TASK:
Take the lines from the beginning of the data below through the line holding "Box each advertising" and return exactly those.

Phrase grounding data:

====================

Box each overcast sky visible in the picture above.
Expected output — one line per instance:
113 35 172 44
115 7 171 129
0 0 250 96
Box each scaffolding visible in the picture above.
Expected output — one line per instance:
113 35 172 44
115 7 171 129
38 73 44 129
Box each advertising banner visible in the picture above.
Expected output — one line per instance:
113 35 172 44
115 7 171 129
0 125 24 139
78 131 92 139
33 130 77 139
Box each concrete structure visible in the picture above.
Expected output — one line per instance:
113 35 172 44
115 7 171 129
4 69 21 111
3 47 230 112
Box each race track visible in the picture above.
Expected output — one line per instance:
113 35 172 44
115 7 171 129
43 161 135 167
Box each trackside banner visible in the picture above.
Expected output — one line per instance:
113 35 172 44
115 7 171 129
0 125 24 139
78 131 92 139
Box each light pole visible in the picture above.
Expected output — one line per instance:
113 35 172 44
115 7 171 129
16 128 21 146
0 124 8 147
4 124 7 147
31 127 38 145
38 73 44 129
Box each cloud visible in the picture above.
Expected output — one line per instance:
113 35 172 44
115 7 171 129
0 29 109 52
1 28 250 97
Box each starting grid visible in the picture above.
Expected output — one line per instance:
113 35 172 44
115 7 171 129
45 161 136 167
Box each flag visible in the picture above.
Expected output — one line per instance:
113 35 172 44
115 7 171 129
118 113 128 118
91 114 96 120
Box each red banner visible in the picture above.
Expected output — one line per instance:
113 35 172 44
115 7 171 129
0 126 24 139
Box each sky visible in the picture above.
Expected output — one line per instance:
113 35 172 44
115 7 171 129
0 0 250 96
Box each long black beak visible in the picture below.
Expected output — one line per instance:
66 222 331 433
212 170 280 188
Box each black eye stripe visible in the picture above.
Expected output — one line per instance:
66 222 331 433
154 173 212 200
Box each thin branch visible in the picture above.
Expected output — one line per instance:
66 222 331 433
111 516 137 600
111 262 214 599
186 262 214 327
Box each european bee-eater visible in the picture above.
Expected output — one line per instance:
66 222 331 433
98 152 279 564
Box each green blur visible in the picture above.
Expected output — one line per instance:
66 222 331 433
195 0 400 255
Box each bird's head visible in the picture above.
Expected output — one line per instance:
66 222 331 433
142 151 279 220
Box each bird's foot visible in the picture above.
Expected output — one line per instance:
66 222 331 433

====================

EXPECTED ANSWER:
Box each overcast sky visible in the picture above.
Expected output — one line per instance:
113 35 172 44
115 7 171 129
0 0 250 96
Box each scaffolding visible in the picture above.
Expected output — one line per instance:
113 35 172 44
115 7 171 129
38 73 44 129
Box each advertising banner visible in the picture above.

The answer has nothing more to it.